* _Source records_
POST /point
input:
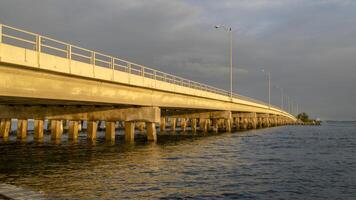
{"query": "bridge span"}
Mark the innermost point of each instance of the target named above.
(49, 80)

* _Your instructions_
Rewrite the listing above line for line, requests included, and shift every coordinate in the answers by -80. Leave out the picture.

* _Response to the exercise_
POST /point
input:
{"query": "bridge span"}
Mark the innermost point of each instance of the target named above.
(-31, 0)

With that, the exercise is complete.